(WHAT TO DO): Edit the entries below by replacing "lane-occupancy tally" with "room-inventory tally" everywhere it appears. Leave all other text unchanged.

########

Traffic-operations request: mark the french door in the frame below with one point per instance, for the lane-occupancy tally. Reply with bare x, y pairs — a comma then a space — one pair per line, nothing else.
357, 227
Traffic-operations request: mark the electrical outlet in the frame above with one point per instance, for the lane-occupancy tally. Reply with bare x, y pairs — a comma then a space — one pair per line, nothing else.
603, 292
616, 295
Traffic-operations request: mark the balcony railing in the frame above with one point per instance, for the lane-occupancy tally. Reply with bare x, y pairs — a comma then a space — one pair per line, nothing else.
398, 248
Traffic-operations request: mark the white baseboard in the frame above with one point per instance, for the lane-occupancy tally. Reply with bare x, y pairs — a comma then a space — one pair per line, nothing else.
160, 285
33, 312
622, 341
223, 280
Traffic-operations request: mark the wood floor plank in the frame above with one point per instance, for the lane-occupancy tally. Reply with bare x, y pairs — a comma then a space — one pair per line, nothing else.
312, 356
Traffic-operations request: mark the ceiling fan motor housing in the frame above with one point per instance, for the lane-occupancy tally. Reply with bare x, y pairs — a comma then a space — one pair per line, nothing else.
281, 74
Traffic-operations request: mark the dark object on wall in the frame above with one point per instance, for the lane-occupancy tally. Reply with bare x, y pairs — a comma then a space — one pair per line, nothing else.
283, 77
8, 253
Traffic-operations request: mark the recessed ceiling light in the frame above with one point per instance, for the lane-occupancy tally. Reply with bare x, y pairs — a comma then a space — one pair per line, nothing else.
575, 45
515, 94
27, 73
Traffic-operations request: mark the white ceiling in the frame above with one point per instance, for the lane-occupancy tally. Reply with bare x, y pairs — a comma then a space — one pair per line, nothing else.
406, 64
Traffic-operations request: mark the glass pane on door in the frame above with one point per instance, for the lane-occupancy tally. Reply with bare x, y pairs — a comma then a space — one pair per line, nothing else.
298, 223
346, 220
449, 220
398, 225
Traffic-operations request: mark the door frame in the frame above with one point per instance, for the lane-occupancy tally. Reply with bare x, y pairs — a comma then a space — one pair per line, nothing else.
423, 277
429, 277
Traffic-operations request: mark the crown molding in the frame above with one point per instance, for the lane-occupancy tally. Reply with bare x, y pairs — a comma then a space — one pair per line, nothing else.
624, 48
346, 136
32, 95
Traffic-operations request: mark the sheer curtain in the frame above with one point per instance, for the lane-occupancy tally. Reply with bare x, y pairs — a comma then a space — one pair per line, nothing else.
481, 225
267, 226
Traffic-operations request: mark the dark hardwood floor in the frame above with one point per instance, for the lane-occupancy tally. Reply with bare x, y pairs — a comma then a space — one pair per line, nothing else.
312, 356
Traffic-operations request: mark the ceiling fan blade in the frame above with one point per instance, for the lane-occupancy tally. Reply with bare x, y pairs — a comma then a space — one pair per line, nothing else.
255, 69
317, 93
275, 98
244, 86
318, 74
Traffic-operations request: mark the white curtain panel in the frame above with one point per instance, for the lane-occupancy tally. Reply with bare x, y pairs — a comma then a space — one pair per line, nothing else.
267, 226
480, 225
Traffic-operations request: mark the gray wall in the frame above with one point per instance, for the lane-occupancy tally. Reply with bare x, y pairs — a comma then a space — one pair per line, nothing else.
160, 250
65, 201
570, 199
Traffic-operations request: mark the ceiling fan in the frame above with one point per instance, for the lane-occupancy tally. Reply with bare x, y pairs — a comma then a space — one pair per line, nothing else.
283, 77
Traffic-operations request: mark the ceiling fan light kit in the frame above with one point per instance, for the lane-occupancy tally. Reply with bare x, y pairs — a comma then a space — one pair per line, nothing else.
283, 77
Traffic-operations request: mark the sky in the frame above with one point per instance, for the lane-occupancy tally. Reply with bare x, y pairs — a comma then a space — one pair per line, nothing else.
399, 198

########

(OUTPUT):
Traffic-operations request: mark the french door in the frame below with one point per instance, for the room-inventory tally. Reply with bare x, y pairs — a comma then a space — one pair per line, nothing else.
357, 227
Traffic-operations request: mark the electrical outlet in the frame above with one point per instance, for the room-inventory tally. Reply with bare x, y pairs — a comma then a space — one pair per line, nothing else.
603, 292
616, 295
Traffic-operations request: mark the balcony railing in the frame above with one point per instance, for the room-inventory tally. Reply with bare x, y pairs — a comma then a space — one pair per line, nothing else.
398, 248
Traffic-operations request: mark the white baseboard in the frame above with one point per instance, for the room-inventory tally. Reply with bare x, y pairs — a comma then a space — one pair per line, nothing else.
160, 285
33, 312
622, 341
223, 280
Traffic-operations request: mark the wood floor plank in the frame above with one point per instance, for the room-inventory tally. Reply with bare x, y pairs — a comma then a space — one pair per line, nothing else.
312, 356
Traffic-operations request: mark the ceiling fan motor housing in the frame above with one point per instance, for the room-inventory tally. Reply with bare x, y pairs — a comma then a space — one pair per line, nothing else.
281, 74
Traffic-operations request: mark the dark object on wall in the frame above with one point per instance, for the room-inventory tally. Reply with bare x, y pairs — a comma then a space — one pair per line, nothing else.
283, 77
8, 253
Traffic-operations request: mark the recessed ceiling light in the frame above with one point per instance, for the room-inventory tally. Reply with bare x, y pairs — a comma then a space — one pair per line, nothing else.
575, 45
515, 94
27, 73
Traffic-operations request: mark the white ceiling in the frame above with one point per instance, for the room-inventory tally. Reply with bare x, y pairs — a comma then a space — one pair per line, nothing else.
406, 64
Traffic-operations request: mark the glass pane on door in the frame above with one point per instance, for the room-inventory tally. Reply with bare x, y pairs — a comma then a space — one pair per line, nothing else.
298, 223
346, 220
449, 220
398, 225
Traffic-operations request: mark the door frame in the frame above with one point per instance, for the room-inventory tally. Reply with bare x, y pairs — a comma then a space — one pair per line, nothing else.
423, 277
429, 277
Traffic-operations request: mark the crown molding in the frame above with one point per instance, for the room-inventory tally. Reply with bare x, y pairs — a comma then a space — one pair per line, nothing else.
624, 48
346, 136
32, 95
Traffic-operations request: mark the sheer curtain in the frame above with one point per instance, for the room-inventory tally. Reply with bare x, y pairs — a comma then a space — one pair per line, nothing else.
481, 225
267, 226
Traffic-operations request: mark the dark hardwood floor in the frame above with one point per instance, for the room-inventory tally. Reply with bare x, y pairs — a comma then a space — one pair per line, nothing else.
312, 356
Traffic-operations request: mark the ceiling fan blade in the frame above with one point per instance, for the room-inventory tally. Reply with bare x, y pairs — a comma then a space — one pair per line, nothing else.
255, 69
317, 93
275, 98
244, 86
318, 74
Traffic-operations request: mark the white curtain panel in the frame above with one point per instance, for the room-inventory tally. Reply with bare x, y pairs — a comma then a space — one pair per line, nothing else.
267, 226
480, 225
Traffic-operations request: mark the gray wall in the frame above with one point per instance, for the room-inventory tally. Reply with bare x, y pairs — a comma then a space — one pair per line, nothing else.
160, 250
65, 201
570, 199
Traffic-operations request: mark the ceiling fan in the frame above with one point per instance, for the room-inventory tally. Reply with bare x, y pairs — a comma then a space — one pair per line, nothing else.
283, 77
Traffic-operations request: mark the ceiling fan light kit in the frame above with one point per instance, for the room-inventory tally. Reply with bare x, y pairs — a comma then a space — one pair per line, nothing else.
283, 77
Traffic-operations request: mark the sky in the frame above with one point per instance, for the room-inventory tally. Reply with bare x, y pairs — a comma then a space — one pair per line, nothing else.
399, 198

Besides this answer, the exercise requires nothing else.